**Extracted text:**
-- Opening Marker --

On February 22, Congressman Jeff Denham (R-Turlock) introduced a controversial bill, the Save our Salmon Act (SOS), that eliminates the doubling requirement established by the Central Valley Project Improvement Act of 1992 (CVPIA) for striped bass.

The “striper” is a popular California gamefish that has been devastated by Delta water exports and declining water quality over the past three decades.

The CVPIA required the doubling of all naturally-spawning anadromous fish species, including Central Valley Chinook salmon, steelhead, striped bass, American shad, green sturgeon and white sturgeon, by 2002. Unfortunately, not only have the state and federal governments failed to meet the doubling requirements for these fish species, but many of these fish populations have instead declined to record low levels.

-- Closing Marker --

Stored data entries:

-- Opening Marker --

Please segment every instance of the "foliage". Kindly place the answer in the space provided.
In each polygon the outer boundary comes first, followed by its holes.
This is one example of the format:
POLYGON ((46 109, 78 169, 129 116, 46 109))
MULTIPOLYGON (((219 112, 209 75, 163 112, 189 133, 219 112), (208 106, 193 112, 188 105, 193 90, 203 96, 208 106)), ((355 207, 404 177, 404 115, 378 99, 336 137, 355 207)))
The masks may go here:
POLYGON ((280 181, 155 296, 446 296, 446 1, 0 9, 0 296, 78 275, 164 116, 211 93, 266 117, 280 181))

-- Closing Marker --

**Activity A:**
According to the passage on the Save our Salmon Act, who introduced the bill?
**Activity B:**
List every fish species that the passage on the Save our Salmon Act says the CVPIA required to be doubled.
**Activity C:**
Reproduce the part of the passage on the Save our Salmon Act that begins at the words "On February 22, Congressman" and stops after "past three decades.".
None of the data is needed here.

**Output A:**
Congressman Jeff Denham (R-Turlock)

**Output B:**
- Central Valley Chinook salmon
- steelhead
- striped bass
- American shad
- green sturgeon
- white sturgeon

**Output C:**
On February 22, Congressman Jeff Denham (R-Turlock) introduced a controversial bill, the Save our Salmon Act (SOS), that eliminates the doubling requirement established by the Central Valley Project Improvement Act of 1992 (CVPIA) for striped bass.

The “striper” is a popular California gamefish that has been devastated by Delta water exports and declining water quality over the past three decades.